◆ Records for this task ◆
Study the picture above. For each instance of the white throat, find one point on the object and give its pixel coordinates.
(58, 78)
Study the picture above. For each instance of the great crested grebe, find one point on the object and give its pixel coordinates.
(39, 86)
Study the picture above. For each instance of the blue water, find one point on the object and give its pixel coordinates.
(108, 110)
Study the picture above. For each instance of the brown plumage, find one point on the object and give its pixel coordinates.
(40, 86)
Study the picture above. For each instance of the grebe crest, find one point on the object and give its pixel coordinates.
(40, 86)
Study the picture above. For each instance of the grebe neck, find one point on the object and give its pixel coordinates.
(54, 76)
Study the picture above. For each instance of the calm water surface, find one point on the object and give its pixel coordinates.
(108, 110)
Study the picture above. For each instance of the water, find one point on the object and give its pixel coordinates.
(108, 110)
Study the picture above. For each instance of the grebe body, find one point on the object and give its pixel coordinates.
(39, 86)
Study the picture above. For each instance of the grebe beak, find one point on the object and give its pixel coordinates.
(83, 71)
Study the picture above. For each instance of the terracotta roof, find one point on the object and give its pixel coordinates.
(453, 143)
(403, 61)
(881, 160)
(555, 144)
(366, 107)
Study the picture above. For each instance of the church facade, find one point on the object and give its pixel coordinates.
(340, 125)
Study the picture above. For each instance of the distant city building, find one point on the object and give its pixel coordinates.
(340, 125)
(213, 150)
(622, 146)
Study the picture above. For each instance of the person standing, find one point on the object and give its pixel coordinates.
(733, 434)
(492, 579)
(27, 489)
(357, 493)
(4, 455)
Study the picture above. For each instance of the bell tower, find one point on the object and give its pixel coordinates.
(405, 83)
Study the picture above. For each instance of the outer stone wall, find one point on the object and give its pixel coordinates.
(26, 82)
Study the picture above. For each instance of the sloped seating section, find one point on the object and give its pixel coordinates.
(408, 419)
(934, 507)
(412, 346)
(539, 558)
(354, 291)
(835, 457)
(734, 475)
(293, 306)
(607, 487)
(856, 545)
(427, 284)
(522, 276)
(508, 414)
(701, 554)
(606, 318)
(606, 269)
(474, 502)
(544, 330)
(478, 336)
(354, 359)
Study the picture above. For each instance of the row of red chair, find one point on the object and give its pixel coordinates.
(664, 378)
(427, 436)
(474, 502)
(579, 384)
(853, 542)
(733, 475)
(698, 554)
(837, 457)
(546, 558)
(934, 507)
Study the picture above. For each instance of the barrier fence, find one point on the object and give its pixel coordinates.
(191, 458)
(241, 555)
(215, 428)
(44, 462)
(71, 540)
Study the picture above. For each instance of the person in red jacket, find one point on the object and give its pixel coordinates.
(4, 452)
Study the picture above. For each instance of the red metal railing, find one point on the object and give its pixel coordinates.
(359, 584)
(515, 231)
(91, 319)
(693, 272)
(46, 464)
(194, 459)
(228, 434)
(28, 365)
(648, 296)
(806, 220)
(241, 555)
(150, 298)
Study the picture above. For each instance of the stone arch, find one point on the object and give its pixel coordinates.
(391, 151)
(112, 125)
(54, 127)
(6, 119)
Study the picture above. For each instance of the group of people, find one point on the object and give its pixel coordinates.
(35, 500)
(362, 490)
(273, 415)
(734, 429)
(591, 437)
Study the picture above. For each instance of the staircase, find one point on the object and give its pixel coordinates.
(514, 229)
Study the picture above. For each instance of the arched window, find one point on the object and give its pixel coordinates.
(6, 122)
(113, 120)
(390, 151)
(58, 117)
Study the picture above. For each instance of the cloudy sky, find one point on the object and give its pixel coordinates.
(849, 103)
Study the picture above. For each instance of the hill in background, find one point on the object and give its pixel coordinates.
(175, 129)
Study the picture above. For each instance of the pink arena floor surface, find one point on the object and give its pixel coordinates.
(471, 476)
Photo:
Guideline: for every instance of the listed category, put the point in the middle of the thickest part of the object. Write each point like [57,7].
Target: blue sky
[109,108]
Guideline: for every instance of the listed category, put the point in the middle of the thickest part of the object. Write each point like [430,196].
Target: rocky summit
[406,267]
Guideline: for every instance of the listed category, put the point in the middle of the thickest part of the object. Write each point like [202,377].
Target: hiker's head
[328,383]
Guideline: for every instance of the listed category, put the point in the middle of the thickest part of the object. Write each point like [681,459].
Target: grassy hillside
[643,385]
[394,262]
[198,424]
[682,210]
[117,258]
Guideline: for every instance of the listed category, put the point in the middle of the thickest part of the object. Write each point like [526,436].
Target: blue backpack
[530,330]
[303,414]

◆ Exercise instructions ◆
Write out all the data again, exactly as it appears.

◆ Response below ◆
Study the picture above. For each instance of the white throat, find one point on the object and give its pixel coordinates.
(58, 78)
Study the picture above. For each instance of the great crested grebe, find one point on the object and give its pixel coordinates.
(39, 86)
Study the picture above. For each instance of the blue water, find one point on the object and give its pixel coordinates.
(108, 110)
Study the picture above. For each instance of the brown plumage, find one point on the object and give its pixel coordinates.
(40, 86)
Study the picture above. For each instance of the grebe crest, find one point on the object and give its pixel coordinates.
(40, 86)
Study the picture above. For each instance of the grebe neck, find one point on the object and give its pixel coordinates.
(54, 76)
Study the picture above. For each instance of the calm water surface, find one point on the object and give its pixel coordinates.
(108, 110)
Study the picture above. For each instance of the water, find one point on the object and give its pixel coordinates.
(108, 110)
Study the picture above. For each instance of the grebe body, find one point on the object and give its pixel coordinates.
(39, 86)
Study the picture above. For each instance of the grebe beak, find one point on the object and give its pixel coordinates.
(83, 71)
Study the picture above. For each instance of the terracotta roof, find one point on the object and give its pixel coordinates.
(453, 143)
(403, 61)
(881, 160)
(555, 144)
(366, 107)
Study the picture above. For each instance of the church facade, find one point on the object and give its pixel coordinates.
(340, 125)
Study the picture above. For each instance of the distant city building, find one point on the object and give its pixel coordinates.
(340, 125)
(213, 150)
(622, 146)
Study the picture above. For each instance of the person standing, find one point on the object and give its pixel coordinates.
(733, 434)
(492, 579)
(27, 489)
(357, 493)
(4, 455)
Study the picture above. For each instance of the bell tower, find one point on the object and give its pixel coordinates.
(405, 83)
Study the picture above. For each instance of the outer stone wall, find one point on the object and give its pixel coordinates.
(26, 82)
Study the picture above. For each instance of the sloped seating section, find one point on the object and give its pixel coordinates.
(408, 419)
(934, 507)
(412, 346)
(539, 558)
(354, 291)
(835, 457)
(734, 475)
(293, 306)
(607, 487)
(856, 545)
(427, 284)
(522, 276)
(508, 414)
(701, 554)
(606, 318)
(606, 269)
(474, 502)
(544, 330)
(478, 336)
(354, 359)
Study the picture above. For each instance of the row of red chair, find one point on the object and give its pixel coordinates.
(664, 378)
(427, 436)
(474, 502)
(579, 384)
(853, 542)
(733, 475)
(698, 554)
(837, 457)
(546, 558)
(934, 507)
Study the picture above. For each instance of the barrier fence, find one point on the object and give its pixel coordinates.
(191, 458)
(241, 555)
(215, 428)
(44, 462)
(71, 540)
Study the picture above. For each instance of the person in red jacket, find one point on the object and give its pixel coordinates.
(4, 452)
Study the picture above. For each instance of the red metal railing, find one point on the object and give its pixel coordinates.
(359, 584)
(515, 231)
(91, 319)
(693, 272)
(46, 464)
(194, 459)
(228, 434)
(28, 365)
(648, 296)
(806, 220)
(241, 555)
(150, 298)
Study the picture above. For each instance of the stone arch, find one point on the object and give its pixel coordinates.
(391, 151)
(112, 125)
(54, 127)
(6, 119)
Study the picture above. For each instance of the group of people, find one point on the object and give its pixel coordinates.
(35, 500)
(362, 490)
(273, 415)
(734, 429)
(591, 437)
Study the picture above. For each instance of the staircase, find one point on the object and give its pixel coordinates.
(514, 229)
Study the picture above. For each instance of the arched window, find one point on the object and give its pixel coordinates.
(6, 122)
(113, 120)
(390, 151)
(58, 117)
Study the picture above. For each instance of the cloudy sky, find one point on the object and give its pixel coordinates.
(849, 103)
Study the picture above. For each instance of the hill in background, find one point on the object and give its pixel coordinates.
(175, 129)
Study the picture above. For each instance of the pink arena floor surface, find one point on the object and give its pixel coordinates.
(471, 476)
Photo:
Guideline: for every instance of the listed category, put the point in the middle of the thickest part of the object. Write each point like [57,7].
Target: blue sky
[109,108]
Guideline: for every instance of the listed category, put the point in the middle of the thickest part of the object. Write each point like [430,196].
Target: rocky summit
[406,267]
Guideline: for every instance of the listed category, put the point in the middle of the thickest part of the object. Write each point like [202,377].
Target: hiker's head
[328,383]
Guideline: for every instance of the listed category, put the point in the middle of the thickest part of the object. Write each point like [681,459].
Target: grassy hillside
[643,385]
[394,262]
[198,424]
[682,210]
[117,258]
Guideline: for every instance of the listed category, put the point in the middle of the thickest part of the object. Write each point like [526,436].
Target: blue backpack
[530,330]
[303,414]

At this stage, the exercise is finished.